For others of us, it was a time of decline. I owned these books (except for Tome of Magic) but rarely played with them. I was still using what I had grown up with:
Now, I did use other books. The most common ones were:

Because we never had a very defined pantheon in out worlds, but just assumed that in the D&D multiverse all these Gods and Goddesses held sway over some part of any world that existed. It was only later that this view was refined. And who couldn't use new beasties to encounter and overcome. I mean FF is still one of my favorite monster manuals.

But there were others that figured much, much less in my play, the survival guides, Manual of the Planes and Oriental Adventures were seldom referred to. They were mostly novelties, fun to look at, but not really applicable to any games we were playing. The one ninja played in our party used the single class Genin option from Dragon #121 instead of OA, we were just more comfortable with Dragon than OA.

Provided material →

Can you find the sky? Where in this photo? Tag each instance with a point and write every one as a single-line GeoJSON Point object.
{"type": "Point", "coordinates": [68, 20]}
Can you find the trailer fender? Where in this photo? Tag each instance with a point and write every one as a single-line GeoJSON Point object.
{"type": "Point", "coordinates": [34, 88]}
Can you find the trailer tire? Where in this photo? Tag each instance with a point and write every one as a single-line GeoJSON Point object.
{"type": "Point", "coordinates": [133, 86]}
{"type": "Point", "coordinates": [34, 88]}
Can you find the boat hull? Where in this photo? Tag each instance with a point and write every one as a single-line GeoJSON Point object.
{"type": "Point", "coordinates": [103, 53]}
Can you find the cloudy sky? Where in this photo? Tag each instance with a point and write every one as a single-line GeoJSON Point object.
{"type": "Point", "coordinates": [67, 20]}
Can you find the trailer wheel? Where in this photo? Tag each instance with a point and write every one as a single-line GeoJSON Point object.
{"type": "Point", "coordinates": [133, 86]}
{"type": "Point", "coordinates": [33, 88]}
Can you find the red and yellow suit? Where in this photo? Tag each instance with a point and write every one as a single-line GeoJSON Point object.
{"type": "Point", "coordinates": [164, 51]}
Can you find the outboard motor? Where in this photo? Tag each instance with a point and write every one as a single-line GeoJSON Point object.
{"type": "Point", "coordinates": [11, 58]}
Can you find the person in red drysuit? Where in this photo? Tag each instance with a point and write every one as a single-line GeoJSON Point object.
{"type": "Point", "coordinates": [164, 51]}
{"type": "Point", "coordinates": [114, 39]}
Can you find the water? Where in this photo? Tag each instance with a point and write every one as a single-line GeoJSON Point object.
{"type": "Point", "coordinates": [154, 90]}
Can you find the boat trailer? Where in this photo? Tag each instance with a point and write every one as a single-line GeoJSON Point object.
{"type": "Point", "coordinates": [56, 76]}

Written instruction A → Please translate this sentence from the piece on old D&D books into Spanish: "They were mostly novelties, fun to look at, but not really applicable to any games we were playing."
Written instruction B → In the piece on old D&D books, take the part that opens with the words containing "Because we never" and closes with "Dragon than OA.", change "novelties" to "curiosities", and write that part out again.
The records were taken from a different source than the text.

Response A → Eran sobre todo novedades, divertidas de mirar, pero no realmente aplicables a ninguna de las partidas que jugábamos.

Response B →
Because we never had a very defined pantheon in out worlds, but just assumed that in the D&D multiverse all these Gods and Goddesses held sway over some part of any world that existed. It was only later that this view was refined. And who couldn't use new beasties to encounter and overcome. I mean FF is still one of my favorite monster manuals.

But there were others that figured much, much less in my play, the survival guides, Manual of the Planes and Oriental Adventures were seldom referred to. They were mostly curiosities, fun to look at, but not really applicable to any games we were playing. The one ninja played in our party used the single class Genin option from Dragon #121 instead of OA, we were just more comfortable with Dragon than OA.